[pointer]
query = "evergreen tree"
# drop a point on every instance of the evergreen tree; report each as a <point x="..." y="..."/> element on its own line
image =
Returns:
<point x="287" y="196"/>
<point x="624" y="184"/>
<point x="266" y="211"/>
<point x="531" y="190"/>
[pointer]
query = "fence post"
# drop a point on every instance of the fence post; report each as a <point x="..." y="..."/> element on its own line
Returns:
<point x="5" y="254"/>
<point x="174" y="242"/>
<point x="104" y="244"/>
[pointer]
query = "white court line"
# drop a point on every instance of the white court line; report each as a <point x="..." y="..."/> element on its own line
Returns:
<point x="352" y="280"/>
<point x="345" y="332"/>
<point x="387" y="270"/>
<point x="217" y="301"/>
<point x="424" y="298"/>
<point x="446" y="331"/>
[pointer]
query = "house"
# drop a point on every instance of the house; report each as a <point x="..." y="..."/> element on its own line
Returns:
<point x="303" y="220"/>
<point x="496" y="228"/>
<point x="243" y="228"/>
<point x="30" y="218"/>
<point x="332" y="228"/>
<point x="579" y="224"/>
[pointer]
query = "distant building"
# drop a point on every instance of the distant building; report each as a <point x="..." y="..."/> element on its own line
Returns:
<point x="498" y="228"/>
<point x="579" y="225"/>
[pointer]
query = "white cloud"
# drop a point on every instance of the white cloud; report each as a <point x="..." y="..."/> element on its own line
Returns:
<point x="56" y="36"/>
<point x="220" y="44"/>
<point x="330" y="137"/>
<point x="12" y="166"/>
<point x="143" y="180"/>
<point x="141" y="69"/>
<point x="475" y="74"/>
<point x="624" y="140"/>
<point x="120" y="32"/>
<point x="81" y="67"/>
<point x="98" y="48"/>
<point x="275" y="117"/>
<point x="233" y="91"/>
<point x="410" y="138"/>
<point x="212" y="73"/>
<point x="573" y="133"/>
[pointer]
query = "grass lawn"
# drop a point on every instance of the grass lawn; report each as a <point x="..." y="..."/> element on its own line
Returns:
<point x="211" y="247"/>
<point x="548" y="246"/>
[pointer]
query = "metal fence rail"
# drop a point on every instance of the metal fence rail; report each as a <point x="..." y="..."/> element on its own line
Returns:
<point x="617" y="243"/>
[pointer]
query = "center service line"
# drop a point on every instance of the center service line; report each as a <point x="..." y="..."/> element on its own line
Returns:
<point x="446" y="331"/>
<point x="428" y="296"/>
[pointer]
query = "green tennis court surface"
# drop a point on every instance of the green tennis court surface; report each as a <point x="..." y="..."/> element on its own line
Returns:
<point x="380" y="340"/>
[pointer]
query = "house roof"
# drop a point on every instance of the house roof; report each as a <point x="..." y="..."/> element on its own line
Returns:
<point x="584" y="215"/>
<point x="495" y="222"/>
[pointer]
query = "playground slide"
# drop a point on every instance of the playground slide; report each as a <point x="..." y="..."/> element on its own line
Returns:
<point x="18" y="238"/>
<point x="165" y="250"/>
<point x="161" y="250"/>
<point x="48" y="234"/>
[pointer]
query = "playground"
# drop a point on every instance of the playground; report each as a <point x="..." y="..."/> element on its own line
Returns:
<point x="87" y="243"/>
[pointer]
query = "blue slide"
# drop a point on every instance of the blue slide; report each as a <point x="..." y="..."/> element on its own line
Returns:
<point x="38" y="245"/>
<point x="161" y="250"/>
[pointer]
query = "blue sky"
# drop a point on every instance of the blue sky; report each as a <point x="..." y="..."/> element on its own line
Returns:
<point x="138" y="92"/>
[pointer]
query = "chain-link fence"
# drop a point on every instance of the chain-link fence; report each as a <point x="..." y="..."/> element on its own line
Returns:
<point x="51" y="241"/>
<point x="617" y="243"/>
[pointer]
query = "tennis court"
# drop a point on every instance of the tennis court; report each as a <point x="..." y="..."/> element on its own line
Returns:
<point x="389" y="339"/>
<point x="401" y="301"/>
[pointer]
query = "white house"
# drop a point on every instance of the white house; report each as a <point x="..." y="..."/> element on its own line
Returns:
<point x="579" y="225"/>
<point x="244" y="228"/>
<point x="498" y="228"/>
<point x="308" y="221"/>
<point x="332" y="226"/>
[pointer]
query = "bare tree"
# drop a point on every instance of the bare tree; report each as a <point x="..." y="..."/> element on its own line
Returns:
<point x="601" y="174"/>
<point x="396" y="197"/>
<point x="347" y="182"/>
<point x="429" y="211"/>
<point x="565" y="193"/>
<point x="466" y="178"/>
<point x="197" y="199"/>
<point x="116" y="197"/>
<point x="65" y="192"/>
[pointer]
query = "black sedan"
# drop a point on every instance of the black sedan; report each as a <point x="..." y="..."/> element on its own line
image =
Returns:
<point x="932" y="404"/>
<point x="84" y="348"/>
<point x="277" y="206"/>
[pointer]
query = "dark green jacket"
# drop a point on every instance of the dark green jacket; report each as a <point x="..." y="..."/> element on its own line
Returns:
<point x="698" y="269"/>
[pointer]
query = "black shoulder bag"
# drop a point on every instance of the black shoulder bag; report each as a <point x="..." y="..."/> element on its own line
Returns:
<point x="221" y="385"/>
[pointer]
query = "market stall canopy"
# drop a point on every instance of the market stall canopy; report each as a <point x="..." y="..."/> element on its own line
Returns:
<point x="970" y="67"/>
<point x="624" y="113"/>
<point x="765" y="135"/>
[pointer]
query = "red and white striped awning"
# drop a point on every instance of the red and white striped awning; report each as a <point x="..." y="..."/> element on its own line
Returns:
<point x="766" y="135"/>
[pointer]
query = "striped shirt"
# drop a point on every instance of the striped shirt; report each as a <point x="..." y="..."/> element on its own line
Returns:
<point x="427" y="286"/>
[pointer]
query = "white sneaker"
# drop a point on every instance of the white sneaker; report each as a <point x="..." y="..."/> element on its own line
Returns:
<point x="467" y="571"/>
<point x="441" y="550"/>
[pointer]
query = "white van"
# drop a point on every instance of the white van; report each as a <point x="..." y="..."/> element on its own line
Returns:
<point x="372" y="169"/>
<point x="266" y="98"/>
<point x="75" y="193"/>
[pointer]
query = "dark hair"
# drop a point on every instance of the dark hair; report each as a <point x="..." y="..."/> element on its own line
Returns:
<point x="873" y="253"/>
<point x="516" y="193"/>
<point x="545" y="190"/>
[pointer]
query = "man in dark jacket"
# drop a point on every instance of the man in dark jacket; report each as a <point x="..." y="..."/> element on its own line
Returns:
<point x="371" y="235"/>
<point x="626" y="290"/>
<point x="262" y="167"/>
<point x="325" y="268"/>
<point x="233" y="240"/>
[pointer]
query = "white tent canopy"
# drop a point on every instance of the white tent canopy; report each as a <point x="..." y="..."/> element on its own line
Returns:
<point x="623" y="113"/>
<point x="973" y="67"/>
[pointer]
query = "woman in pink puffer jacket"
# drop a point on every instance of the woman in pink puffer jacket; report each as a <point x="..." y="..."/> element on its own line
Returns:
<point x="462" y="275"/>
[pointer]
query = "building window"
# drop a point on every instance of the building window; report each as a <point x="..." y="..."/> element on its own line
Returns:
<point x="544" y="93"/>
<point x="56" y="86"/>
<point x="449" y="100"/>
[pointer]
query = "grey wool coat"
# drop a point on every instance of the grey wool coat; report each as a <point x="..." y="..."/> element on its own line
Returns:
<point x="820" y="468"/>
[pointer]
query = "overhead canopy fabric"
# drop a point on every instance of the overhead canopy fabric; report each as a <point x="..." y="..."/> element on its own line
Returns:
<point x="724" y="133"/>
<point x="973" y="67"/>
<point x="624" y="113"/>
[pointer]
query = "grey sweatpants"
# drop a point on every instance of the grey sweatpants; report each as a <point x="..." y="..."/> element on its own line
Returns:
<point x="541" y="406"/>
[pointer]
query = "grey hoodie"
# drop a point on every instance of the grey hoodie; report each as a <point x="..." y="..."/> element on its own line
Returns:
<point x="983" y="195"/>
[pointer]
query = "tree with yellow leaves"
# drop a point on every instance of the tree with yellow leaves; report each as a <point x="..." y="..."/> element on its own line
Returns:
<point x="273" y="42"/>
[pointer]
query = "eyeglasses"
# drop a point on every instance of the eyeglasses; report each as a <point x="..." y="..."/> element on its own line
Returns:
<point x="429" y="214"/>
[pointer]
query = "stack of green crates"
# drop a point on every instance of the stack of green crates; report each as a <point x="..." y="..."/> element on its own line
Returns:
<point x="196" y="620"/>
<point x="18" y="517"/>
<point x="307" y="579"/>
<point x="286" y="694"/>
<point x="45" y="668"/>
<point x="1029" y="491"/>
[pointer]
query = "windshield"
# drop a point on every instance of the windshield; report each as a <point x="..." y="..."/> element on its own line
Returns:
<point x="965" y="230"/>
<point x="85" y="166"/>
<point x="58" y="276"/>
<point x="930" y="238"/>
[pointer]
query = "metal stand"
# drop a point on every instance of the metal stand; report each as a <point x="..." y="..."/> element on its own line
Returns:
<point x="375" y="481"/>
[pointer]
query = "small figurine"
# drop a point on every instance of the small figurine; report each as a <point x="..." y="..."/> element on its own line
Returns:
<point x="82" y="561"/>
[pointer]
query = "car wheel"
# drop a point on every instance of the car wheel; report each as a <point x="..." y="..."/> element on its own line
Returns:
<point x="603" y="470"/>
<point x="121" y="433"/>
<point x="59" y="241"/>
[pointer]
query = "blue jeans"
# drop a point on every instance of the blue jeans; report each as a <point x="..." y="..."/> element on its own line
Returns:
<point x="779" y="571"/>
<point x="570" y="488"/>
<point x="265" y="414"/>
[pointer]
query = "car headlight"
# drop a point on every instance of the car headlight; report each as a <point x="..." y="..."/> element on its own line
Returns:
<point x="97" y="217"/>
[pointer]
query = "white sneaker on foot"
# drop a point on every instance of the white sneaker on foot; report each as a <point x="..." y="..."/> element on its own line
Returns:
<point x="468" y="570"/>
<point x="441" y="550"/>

------

(What to work on): Please pull out every line of the data above that contains the word "service" and copy each one in full.

(Exercise output):
query = "center service line"
# drop a point on every instance of the center service line; report each as a <point x="..." y="..."/> element on its own line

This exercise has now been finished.